Dataset excerpts on object pointing
* START *
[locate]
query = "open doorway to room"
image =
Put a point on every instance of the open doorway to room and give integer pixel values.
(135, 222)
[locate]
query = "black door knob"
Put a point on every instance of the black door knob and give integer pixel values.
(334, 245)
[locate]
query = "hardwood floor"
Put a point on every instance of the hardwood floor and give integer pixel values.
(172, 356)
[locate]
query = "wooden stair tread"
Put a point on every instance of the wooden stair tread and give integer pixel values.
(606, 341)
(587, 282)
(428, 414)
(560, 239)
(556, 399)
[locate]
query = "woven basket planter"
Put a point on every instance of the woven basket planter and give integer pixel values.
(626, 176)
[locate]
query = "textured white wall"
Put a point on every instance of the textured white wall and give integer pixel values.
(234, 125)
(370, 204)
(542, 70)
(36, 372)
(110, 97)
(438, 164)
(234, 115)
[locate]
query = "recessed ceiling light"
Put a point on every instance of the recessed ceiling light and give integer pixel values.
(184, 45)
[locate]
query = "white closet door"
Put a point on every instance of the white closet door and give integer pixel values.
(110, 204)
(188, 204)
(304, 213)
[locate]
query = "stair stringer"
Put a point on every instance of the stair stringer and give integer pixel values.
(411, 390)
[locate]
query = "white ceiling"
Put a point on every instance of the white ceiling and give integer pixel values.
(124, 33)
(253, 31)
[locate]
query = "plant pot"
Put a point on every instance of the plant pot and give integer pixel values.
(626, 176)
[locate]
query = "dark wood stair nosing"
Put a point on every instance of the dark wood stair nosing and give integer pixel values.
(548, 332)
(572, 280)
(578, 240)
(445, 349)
* END *
— Exercise details —
Reproduce every one of the entries above verbatim, line by line, without any alteration.

— Written reply —
[locate]
query = "open doorway to room"
image =
Put a point on every instance of the open doorway to room and give integer pixel values.
(135, 222)
[locate]
query = "black door knob"
Put a point on every instance of the black door knob and give integer pixel values.
(334, 245)
[locate]
query = "hardwood floor"
Put a point on every instance of the hardwood floor and give integer pixel values.
(172, 356)
[locate]
query = "wooden stair tread"
Put a point on every instance of the wooden stair tread and give integer pixel values.
(606, 341)
(587, 282)
(428, 414)
(560, 239)
(556, 399)
[locate]
query = "woven basket planter"
Put a point on every instance of the woven basket planter and give integer pixel values.
(626, 176)
[locate]
query = "textured white wall"
Put a point on every instance of the textured white wall and give integer pixel values.
(234, 125)
(370, 204)
(542, 70)
(36, 372)
(110, 97)
(438, 164)
(234, 115)
[locate]
query = "recessed ceiling light"
Put a point on every instance of the recessed ceiling light and give integer pixel values.
(184, 45)
[locate]
query = "white closet door"
Put a point on every instance of the white closet door and give integer pixel values.
(110, 204)
(188, 204)
(304, 213)
[locate]
query = "stair stringer"
Put a point on every instance of the stair stringer and give integer pixel values.
(411, 390)
[locate]
query = "white ceiling"
Put a point on every instance of the white ceiling and give integer pixel values.
(124, 33)
(253, 31)
[locate]
query = "plant pot"
Put a point on every instance of the plant pot and give integer pixel values.
(626, 176)
[locate]
query = "dark wood stair nosing"
Put a point on every instance of the dark wood stair nosing and give integer pixel values.
(548, 332)
(572, 280)
(578, 240)
(445, 349)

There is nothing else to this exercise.